Locate the string "building" in the records below. Copy every line where it occurs.

[[ The data, beginning ]]

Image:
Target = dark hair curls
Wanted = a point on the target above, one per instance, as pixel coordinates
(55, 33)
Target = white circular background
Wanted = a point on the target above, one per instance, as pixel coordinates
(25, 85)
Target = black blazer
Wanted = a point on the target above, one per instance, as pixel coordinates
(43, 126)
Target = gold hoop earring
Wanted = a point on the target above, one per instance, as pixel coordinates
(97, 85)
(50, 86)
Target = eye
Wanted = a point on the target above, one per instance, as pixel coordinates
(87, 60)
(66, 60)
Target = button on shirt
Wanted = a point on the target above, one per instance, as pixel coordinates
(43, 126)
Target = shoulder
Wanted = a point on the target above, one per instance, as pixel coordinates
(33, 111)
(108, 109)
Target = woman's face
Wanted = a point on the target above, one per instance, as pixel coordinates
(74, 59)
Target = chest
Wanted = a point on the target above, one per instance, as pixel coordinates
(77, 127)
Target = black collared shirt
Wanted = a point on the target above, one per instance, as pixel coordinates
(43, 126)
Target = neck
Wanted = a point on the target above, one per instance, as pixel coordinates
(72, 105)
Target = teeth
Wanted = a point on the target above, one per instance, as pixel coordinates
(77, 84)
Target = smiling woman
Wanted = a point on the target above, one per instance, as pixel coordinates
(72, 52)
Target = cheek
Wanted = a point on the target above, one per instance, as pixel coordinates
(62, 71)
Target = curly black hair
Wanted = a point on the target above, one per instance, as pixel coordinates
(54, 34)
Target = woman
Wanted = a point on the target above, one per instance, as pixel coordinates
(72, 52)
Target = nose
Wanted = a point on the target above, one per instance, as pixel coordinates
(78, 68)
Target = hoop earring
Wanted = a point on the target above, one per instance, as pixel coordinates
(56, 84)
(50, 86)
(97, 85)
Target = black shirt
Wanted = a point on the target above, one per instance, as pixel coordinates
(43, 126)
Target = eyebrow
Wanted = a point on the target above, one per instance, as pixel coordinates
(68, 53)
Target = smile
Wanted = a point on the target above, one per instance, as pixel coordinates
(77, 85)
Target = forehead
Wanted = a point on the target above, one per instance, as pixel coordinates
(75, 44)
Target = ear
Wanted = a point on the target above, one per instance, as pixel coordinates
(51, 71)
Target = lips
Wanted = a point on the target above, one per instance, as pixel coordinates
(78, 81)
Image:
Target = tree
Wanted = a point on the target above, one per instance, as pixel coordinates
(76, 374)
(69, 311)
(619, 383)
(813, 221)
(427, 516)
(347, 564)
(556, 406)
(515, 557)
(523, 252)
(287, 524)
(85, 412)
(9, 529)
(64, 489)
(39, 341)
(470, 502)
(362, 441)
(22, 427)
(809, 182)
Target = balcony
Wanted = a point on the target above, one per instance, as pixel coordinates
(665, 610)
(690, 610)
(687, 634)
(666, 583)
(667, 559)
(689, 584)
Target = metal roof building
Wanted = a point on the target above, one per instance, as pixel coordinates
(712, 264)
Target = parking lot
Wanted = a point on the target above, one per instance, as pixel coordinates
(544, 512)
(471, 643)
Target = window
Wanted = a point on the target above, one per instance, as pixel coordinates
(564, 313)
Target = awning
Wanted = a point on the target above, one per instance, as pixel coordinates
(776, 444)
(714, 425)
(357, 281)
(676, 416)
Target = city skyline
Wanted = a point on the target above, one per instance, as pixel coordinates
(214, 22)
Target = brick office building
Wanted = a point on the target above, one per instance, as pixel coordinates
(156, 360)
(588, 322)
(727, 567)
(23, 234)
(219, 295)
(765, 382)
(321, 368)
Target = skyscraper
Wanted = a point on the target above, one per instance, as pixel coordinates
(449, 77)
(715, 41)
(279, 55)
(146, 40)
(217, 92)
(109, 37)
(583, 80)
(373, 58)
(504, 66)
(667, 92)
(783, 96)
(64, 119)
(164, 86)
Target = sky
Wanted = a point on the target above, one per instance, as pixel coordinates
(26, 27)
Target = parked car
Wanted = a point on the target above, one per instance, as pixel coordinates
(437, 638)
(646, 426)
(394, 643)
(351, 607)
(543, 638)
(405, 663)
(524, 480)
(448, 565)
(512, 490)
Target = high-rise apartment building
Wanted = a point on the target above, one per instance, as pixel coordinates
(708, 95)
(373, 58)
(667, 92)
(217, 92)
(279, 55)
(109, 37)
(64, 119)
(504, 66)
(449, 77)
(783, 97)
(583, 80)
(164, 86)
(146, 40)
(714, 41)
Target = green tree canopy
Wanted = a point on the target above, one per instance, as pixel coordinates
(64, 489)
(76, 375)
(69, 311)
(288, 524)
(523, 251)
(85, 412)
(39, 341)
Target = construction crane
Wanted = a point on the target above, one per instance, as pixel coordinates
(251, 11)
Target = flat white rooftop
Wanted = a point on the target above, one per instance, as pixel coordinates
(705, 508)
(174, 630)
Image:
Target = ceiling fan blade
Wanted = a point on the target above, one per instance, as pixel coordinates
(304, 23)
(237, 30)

[[ The data, end ]]

The completed task »
Target = metal roof building
Target = brick office building
Target = high-rise apartment building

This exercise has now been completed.